> **WORK ORDER**: For the records below, print the lines from the line with "negative clicks: (188, 62) (174, 8)" through the line with "positive clicks: (21, 91) (31, 58) (18, 68)" exactly as written; include both end lines and exclude the rest.
• • • • • • •
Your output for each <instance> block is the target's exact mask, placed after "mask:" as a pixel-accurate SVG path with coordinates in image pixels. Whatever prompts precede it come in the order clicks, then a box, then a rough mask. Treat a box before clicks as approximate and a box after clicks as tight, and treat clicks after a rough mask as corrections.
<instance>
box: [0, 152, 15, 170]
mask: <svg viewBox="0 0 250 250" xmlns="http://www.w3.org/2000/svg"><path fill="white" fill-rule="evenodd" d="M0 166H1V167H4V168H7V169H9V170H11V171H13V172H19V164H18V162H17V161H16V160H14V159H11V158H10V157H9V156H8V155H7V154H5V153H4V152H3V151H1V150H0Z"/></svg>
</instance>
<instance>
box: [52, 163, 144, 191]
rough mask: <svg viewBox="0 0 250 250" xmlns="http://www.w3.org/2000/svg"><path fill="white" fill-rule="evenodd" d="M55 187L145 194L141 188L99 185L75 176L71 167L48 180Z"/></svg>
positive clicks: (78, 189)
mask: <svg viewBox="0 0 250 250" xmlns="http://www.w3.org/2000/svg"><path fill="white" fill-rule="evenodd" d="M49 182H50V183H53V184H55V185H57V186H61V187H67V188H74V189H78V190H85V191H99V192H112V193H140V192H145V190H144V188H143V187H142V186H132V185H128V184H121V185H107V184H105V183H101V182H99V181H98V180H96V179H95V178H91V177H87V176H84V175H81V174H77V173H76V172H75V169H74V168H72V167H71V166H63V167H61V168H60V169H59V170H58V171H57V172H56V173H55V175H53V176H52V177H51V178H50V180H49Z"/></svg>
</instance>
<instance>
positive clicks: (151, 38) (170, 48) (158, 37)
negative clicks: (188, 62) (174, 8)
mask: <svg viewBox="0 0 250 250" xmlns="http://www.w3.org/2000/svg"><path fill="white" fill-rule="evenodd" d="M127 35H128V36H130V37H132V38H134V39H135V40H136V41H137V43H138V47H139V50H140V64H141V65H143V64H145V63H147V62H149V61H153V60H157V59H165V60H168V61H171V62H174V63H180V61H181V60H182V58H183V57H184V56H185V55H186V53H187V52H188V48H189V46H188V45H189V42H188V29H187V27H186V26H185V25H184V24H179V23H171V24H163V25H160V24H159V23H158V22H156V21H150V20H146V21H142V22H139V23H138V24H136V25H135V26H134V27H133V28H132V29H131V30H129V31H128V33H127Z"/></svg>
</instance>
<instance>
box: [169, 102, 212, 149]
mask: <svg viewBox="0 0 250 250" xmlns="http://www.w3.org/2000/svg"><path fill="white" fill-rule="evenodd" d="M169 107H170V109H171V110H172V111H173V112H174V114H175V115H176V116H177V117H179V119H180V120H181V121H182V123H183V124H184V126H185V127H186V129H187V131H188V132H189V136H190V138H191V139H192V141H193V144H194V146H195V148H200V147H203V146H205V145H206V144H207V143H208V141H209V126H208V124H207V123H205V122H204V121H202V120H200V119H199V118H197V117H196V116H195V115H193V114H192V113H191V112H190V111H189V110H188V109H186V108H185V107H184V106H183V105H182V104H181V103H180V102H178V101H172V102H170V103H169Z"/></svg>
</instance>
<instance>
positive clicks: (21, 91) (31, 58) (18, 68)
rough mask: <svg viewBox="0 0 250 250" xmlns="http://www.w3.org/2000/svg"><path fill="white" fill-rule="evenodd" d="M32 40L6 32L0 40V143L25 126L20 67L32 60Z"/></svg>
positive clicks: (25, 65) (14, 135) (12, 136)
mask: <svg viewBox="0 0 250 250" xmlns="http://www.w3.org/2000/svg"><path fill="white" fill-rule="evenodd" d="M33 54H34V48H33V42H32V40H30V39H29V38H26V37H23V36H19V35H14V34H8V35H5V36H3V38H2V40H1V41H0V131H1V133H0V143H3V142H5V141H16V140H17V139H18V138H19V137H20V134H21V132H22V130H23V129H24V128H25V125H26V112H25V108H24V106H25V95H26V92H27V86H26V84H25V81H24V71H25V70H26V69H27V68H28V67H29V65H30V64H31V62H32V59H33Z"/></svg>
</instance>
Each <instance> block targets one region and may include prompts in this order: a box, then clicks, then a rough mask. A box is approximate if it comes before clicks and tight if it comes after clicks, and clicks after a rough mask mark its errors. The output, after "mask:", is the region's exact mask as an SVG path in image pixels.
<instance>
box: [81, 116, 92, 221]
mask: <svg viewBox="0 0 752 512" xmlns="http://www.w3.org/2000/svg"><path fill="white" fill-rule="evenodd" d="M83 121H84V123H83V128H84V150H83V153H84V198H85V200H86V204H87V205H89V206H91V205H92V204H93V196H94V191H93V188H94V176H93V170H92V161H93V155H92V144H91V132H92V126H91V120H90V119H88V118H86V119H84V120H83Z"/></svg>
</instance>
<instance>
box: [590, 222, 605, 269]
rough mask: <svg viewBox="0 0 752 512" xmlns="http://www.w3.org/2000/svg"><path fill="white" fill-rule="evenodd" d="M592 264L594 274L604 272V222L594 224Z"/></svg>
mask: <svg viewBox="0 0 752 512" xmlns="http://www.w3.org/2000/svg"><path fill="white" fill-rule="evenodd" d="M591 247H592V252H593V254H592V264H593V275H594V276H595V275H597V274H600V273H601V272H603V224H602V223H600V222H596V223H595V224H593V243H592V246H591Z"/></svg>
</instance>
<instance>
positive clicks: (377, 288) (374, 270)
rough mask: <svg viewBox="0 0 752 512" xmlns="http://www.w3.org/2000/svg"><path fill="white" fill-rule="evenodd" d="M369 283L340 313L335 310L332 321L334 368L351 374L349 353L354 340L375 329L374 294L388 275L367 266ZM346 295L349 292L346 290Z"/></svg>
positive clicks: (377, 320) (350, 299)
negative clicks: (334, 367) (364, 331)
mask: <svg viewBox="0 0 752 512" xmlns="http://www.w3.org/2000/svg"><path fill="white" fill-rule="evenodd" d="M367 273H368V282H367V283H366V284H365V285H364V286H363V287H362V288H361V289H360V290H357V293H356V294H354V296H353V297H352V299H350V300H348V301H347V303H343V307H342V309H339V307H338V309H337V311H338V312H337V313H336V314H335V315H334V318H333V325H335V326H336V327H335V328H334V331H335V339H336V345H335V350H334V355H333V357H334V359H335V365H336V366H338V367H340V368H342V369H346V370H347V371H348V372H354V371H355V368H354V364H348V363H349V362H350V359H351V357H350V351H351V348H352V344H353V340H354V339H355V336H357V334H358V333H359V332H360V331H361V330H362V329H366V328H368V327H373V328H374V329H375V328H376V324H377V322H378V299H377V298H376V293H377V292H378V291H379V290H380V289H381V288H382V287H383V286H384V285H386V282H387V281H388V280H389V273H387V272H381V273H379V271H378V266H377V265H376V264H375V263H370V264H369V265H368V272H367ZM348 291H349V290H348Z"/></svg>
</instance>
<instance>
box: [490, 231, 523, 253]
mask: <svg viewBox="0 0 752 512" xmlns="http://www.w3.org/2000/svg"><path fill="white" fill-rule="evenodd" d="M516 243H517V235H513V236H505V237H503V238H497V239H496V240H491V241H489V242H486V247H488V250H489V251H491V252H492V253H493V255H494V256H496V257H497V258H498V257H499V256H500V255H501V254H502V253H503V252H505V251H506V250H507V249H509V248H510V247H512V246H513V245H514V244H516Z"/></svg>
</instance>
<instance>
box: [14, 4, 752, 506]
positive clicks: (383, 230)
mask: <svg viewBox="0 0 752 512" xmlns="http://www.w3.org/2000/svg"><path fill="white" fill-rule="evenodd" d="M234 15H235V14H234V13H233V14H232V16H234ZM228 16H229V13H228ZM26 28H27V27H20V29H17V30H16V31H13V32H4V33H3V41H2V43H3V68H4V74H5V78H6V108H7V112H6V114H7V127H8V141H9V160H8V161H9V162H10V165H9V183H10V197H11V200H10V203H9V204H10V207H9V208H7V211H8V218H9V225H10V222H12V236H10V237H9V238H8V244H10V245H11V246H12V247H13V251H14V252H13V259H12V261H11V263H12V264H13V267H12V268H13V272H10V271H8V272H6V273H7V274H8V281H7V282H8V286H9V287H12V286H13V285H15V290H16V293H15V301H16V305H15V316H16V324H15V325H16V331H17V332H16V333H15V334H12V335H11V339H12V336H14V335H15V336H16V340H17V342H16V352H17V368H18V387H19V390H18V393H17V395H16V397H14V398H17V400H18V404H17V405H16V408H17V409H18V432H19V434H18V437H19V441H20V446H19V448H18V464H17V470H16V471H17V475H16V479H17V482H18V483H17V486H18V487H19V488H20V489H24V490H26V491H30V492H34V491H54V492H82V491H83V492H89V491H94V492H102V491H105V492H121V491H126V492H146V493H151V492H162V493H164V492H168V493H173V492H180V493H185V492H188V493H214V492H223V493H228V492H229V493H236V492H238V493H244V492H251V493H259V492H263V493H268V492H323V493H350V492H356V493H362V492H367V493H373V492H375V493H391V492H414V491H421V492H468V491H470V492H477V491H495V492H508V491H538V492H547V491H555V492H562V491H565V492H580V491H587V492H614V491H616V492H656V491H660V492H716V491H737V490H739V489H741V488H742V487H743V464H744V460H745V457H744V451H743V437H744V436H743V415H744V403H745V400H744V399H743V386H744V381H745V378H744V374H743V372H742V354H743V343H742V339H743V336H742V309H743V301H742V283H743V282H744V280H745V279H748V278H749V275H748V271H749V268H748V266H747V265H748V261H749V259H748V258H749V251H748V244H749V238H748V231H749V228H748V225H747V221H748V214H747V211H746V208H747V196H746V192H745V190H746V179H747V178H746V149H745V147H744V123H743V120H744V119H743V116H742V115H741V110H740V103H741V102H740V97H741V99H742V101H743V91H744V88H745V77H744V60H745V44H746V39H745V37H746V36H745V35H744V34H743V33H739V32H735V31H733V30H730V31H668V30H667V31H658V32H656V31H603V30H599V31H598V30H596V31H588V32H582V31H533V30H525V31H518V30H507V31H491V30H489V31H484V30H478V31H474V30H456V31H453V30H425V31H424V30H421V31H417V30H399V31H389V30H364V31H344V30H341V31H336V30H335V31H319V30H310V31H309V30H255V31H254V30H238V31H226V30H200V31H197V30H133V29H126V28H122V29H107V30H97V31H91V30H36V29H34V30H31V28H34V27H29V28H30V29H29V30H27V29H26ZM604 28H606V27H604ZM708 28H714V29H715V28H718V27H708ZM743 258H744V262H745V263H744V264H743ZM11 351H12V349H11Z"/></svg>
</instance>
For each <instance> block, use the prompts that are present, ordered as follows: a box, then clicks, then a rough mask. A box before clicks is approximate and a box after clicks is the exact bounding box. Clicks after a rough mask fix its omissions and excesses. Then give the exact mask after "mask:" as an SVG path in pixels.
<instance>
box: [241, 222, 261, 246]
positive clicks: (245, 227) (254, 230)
• • • • • • •
> **SOLUTION TO THE PROBLEM**:
negative clicks: (188, 62) (174, 8)
mask: <svg viewBox="0 0 250 250" xmlns="http://www.w3.org/2000/svg"><path fill="white" fill-rule="evenodd" d="M127 35H128V36H130V37H132V38H134V39H135V40H136V41H137V43H138V47H139V50H140V64H141V65H143V64H145V63H147V62H149V61H153V60H157V59H165V60H168V61H171V62H174V63H180V61H181V60H182V58H183V57H184V56H185V55H186V53H187V52H188V48H189V46H188V45H189V42H188V29H187V27H186V26H185V25H184V24H179V23H171V24H163V25H160V24H159V23H158V22H156V21H150V20H146V21H142V22H139V23H138V24H136V25H135V26H134V27H133V28H132V29H131V30H129V31H128V33H127Z"/></svg>
</instance>
<instance>
box: [169, 102, 212, 149]
mask: <svg viewBox="0 0 250 250" xmlns="http://www.w3.org/2000/svg"><path fill="white" fill-rule="evenodd" d="M169 107H170V109H171V110H172V111H173V112H174V114H175V115H176V116H177V117H179V119H180V120H181V121H182V123H183V124H184V126H185V127H186V129H187V131H188V132H189V136H190V138H191V139H192V141H193V144H194V146H195V148H200V147H203V146H205V145H206V144H207V143H208V141H209V126H208V124H207V123H205V122H204V121H202V120H200V119H199V118H197V117H196V116H195V115H193V114H192V113H191V112H190V111H189V110H188V109H186V108H185V107H184V106H183V105H182V104H181V103H180V102H178V101H172V102H170V103H169Z"/></svg>
</instance>
<instance>
positive clicks: (21, 91) (31, 58) (18, 68)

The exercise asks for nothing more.